Texto fornecido:
1. Para fins do art. 543-C do Código de Processo Civil: a) a responsabilidade por dano ambiental é objetiva, informada pela teoria do risco integral, sendo o nexo de causalidade o fator aglutinante que permite que o risco se integre na unidade do ato, sendo descabida a invocação, pela empresa responsável pelo dano ambiental, de excludentes de responsabilidade civil para afastar sua obrigação de indenizar; b) em decorrência do acidente, a empresa deve recompor os danos materiais e morais causados e c) na fixação da indenização por danos morais, recomendável que o arbitramento seja feito caso a caso e com moderação, proporcionalmente ao grau de culpa, ao nível socioeconômico do autor, e, ainda, ao porte da empresa, orientando-se o juiz pelos critérios sugeridos pela doutrina e jurisprudência, com razoabilidade, valendo-se de sua experiência e bom senso, atento à realidade da vida e às peculiaridades de cada caso, de modo que, de um lado, não haja enriquecimento sem causa de quem recebe a indenização e, de outro, haja efetiva compensação pelos danos morais experimentados por aquele que fora lesado.

Tarefa A: No texto sobre responsabilidade por dano ambiental, por qual teoria essa responsabilidade é informada?

Listagem:
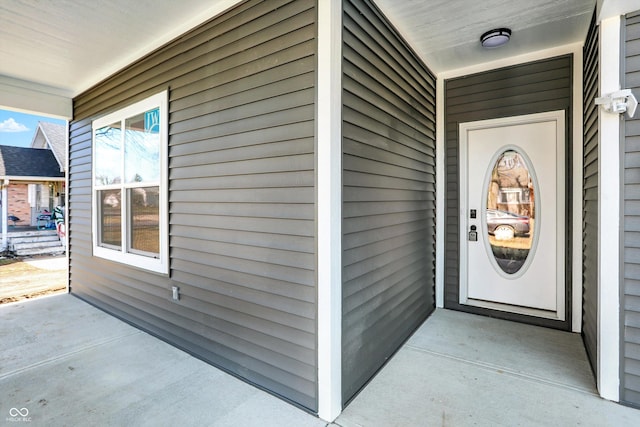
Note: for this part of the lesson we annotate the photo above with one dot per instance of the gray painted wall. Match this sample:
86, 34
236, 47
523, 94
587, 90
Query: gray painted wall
241, 197
389, 193
523, 89
590, 198
630, 378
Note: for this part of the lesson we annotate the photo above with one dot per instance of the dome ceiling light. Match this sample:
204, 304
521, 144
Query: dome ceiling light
495, 38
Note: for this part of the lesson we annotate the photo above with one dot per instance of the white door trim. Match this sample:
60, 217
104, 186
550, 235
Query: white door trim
559, 118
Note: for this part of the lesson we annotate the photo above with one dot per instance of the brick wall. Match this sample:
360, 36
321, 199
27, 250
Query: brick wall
18, 196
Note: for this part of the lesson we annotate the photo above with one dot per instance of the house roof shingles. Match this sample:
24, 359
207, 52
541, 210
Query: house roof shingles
27, 162
56, 135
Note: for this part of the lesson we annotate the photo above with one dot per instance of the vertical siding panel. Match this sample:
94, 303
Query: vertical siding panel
522, 89
630, 378
241, 197
590, 198
388, 193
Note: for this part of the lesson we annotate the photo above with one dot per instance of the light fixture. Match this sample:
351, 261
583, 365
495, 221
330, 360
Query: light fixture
620, 102
495, 38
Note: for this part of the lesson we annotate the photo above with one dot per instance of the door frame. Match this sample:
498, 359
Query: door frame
563, 287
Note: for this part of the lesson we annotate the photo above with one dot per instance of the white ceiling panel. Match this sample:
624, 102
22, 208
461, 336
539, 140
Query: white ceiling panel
446, 33
70, 45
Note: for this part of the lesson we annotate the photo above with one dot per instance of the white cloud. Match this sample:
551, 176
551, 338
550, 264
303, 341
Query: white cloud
10, 125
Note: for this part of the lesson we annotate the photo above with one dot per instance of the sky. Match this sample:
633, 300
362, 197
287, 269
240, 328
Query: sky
17, 129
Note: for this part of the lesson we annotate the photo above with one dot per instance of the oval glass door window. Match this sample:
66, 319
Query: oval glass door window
510, 212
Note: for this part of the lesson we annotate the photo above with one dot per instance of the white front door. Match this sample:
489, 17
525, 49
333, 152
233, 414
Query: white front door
512, 216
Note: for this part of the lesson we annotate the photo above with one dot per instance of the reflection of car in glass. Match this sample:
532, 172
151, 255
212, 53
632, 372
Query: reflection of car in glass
506, 225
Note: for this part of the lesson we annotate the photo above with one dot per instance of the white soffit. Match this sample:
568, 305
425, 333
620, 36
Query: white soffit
71, 45
446, 33
61, 48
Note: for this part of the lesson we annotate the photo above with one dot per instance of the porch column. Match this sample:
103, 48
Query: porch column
5, 201
609, 220
329, 208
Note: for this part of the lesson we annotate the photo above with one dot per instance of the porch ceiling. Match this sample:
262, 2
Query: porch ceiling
67, 46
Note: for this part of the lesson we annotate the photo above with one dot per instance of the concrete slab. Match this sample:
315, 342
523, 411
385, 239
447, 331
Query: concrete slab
70, 364
465, 370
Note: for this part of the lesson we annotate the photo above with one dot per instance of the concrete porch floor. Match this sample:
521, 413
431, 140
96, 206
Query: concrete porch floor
69, 363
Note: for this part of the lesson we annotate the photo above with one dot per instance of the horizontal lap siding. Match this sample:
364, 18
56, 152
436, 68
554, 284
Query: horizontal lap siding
522, 89
388, 193
241, 197
630, 384
590, 199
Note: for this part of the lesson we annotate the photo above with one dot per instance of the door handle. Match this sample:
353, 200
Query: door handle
473, 234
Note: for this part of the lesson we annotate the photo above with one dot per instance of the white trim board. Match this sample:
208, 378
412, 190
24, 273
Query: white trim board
609, 220
329, 208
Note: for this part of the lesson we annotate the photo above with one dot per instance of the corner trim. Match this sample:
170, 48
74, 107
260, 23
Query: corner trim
329, 208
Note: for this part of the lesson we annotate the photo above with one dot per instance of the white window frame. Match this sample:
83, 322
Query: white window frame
123, 254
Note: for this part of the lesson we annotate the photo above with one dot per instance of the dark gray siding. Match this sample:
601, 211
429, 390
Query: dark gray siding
590, 198
388, 195
630, 378
523, 89
241, 194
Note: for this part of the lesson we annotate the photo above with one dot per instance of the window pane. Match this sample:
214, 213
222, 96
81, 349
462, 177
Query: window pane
145, 219
511, 211
110, 217
108, 154
142, 147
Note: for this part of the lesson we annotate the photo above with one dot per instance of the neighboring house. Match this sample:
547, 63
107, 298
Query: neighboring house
288, 198
32, 181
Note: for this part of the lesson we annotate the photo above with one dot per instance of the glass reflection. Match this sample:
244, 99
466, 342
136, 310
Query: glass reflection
510, 211
108, 145
142, 147
110, 218
145, 219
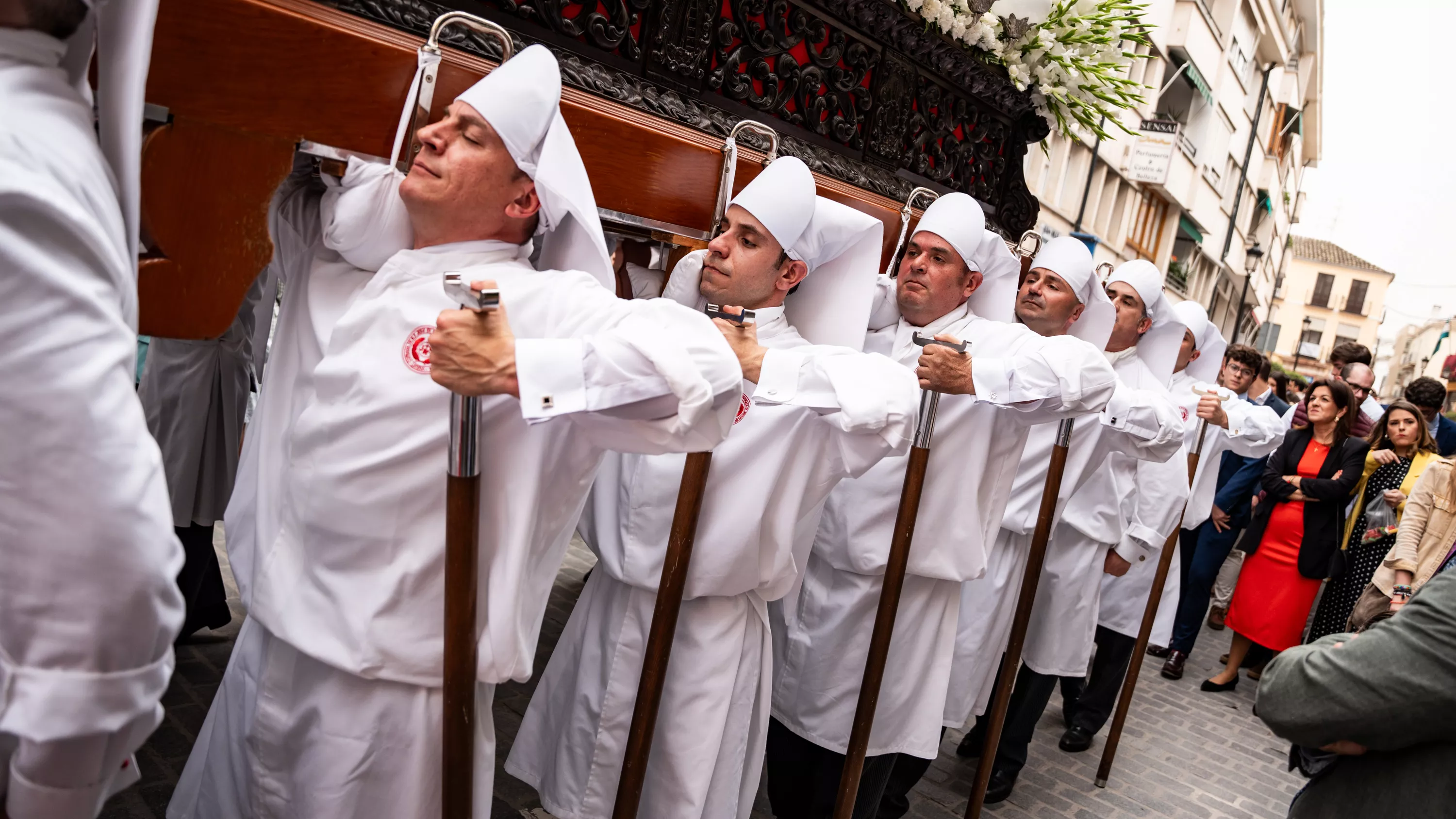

Tarefa B: Mostre cada linha da listagem em que aparece a sequência "corner".

Saída completa A: Pela teoria do risco integral.

Saída completa B:
Note: for this part of the lesson we annotate the photo above with one dot per instance of the corner trim. Match this sample:
Query: corner trim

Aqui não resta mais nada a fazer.